━━━ Quoted passage

Double Take: Acquaintance rape a danger for young adults

Dr. Wes: Katie’s contest essay addressed an issue I’ve long wanted to do in Double Take — acquaintance rape. But the scenario I created from clinical experience turned out to be so complex that everyone had a different view as to what had happened, including the judges and contestants.

It is too often that way with the real thing.

The dynamic of acquaintance rape among teens and young adults is so full of angles, and at times even politics, that I’ve been reticent to move on it. Last week, NPR ran a story about a horrific serial rape in Steubenville, Ohio, that’s landed at least two 16-year-olds in jail. It’s a discussion we need to have.

I’ve been reading “Easy,” an edgy novel by my friend Tammara Webber that address sexual assault head-on. We rarely review books in Double Take, but this is a good, highly relatable book for mature teens and young adults, many of whom have or will face similar experiences. Plus, this New York Times Best Seller emphasizes a favorite topic of mine — the healing power of real love that extends beyond sexual energy to embrace us in honesty and compassion. Tammara wraps the heartache, shame and confusion of a sexual assault inside a larger redemptive love story.

While Jackie, the protagonist in the novel, was not intoxicated, most acquaintance rape today involves a cross between highly permeable sexual boundaries and heavy intoxication. Disaster ensues.

Saying “no” to any sexual incursion means “no.” Period. There are no exceptions, regardless of anyone’s state of mind. Yet when consent is clouded in an alcoholic haze and friends are just as intoxicated, who is left to say “no”?

Recent clinical experience indicates that many 20-somethings have had more drunken sex over their short lives than sober sex — even dating couples.

I’m not implying that all or most of these constitute rape. But in a party environment, unwanted sex can more easily occur, and many situations I would consider as assault are instead remembered as a bad night by those involved. Nobody can say exactly what happened, so the victims — and I’ve seen both genders in that role — remain silent.

And where rape is concerned, silence begets more incidents and more silence. It is intolerable. Yet it continues.

Bottom line: Black-out drinking and sex don’t mix. Take care of yourself and each other when out. NEVER take consent for granted. If you think the answer might possibly be “no,” assume that it is. And how about a new rule: Sober friends are not for mocking. They’re for shepherding everyone else through the night.

━━━━━━
━━━ Information

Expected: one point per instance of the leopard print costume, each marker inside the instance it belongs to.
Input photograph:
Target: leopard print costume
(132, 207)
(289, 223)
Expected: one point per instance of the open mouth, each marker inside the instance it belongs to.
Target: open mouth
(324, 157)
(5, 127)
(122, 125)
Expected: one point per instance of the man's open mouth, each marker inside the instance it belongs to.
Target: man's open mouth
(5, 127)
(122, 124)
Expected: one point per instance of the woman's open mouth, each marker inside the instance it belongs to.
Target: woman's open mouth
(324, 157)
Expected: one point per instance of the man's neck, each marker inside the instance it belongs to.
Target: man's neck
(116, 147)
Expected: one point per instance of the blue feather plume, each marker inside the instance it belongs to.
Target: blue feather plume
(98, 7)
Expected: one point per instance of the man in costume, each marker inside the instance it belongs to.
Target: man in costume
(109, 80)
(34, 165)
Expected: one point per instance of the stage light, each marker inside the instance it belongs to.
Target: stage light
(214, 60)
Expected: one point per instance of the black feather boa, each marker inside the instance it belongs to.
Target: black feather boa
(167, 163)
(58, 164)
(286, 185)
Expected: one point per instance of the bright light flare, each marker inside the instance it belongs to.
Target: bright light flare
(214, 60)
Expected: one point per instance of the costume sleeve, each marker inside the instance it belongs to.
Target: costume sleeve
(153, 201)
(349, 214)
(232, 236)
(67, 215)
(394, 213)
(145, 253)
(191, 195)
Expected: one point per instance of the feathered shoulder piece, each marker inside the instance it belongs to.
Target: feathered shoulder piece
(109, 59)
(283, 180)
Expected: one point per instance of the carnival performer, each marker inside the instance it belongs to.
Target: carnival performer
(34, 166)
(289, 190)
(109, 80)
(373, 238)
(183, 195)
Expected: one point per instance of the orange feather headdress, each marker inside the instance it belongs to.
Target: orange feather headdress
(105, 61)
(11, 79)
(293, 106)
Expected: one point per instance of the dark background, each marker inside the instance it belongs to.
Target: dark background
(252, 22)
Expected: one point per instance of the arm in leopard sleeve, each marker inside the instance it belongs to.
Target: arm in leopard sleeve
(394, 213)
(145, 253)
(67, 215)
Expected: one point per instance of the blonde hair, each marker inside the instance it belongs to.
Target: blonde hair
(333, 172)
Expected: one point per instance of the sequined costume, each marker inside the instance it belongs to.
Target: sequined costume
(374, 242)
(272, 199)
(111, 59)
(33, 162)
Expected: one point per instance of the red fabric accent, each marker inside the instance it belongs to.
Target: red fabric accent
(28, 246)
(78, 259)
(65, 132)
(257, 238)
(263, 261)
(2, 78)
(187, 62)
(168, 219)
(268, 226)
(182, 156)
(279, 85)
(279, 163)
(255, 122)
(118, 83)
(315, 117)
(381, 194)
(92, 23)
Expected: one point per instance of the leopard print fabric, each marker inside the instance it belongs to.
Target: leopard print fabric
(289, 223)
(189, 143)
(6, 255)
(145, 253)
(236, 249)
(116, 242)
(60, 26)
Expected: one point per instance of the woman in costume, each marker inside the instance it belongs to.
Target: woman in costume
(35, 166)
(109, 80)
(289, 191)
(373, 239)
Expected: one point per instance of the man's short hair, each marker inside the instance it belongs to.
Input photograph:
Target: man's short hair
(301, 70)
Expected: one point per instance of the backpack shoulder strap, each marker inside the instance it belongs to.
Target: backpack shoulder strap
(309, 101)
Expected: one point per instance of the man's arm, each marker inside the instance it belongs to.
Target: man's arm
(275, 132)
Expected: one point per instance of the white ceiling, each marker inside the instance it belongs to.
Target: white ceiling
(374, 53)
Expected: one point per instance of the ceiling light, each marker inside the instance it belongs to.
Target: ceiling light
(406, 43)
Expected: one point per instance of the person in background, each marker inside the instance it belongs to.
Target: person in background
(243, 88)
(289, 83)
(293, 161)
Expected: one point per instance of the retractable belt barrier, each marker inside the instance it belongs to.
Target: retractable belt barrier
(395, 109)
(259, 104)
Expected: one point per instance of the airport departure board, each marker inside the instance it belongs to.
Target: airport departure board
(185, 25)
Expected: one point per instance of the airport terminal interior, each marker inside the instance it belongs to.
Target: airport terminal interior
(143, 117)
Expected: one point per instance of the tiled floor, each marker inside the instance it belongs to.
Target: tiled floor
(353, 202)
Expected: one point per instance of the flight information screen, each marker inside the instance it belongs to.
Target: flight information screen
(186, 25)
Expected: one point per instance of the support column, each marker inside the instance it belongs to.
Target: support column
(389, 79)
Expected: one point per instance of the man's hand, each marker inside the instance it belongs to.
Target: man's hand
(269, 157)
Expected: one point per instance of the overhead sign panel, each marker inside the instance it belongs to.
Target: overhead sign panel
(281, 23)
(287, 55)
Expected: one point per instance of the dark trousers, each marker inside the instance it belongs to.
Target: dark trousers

━━━━━━

• [Problem details]: Revise the part of the Double Take column on acquaintance rape starting with "The dynamic of" and going on through "redemptive love story.", putting "hesitant" in place of "reticent".

• [Task output]:
The dynamic of acquaintance rape among teens and young adults is so full of angles, and at times even politics, that I’ve been hesitant to move on it. Last week, NPR ran a story about a horrific serial rape in Steubenville, Ohio, that’s landed at least two 16-year-olds in jail. It’s a discussion we need to have.

I’ve been reading “Easy,” an edgy novel by my friend Tammara Webber that address sexual assault head-on. We rarely review books in Double Take, but this is a good, highly relatable book for mature teens and young adults, many of whom have or will face similar experiences. Plus, this New York Times Best Seller emphasizes a favorite topic of mine — the healing power of real love that extends beyond sexual energy to embrace us in honesty and compassion. Tammara wraps the heartache, shame and confusion of a sexual assault inside a larger redemptive love story.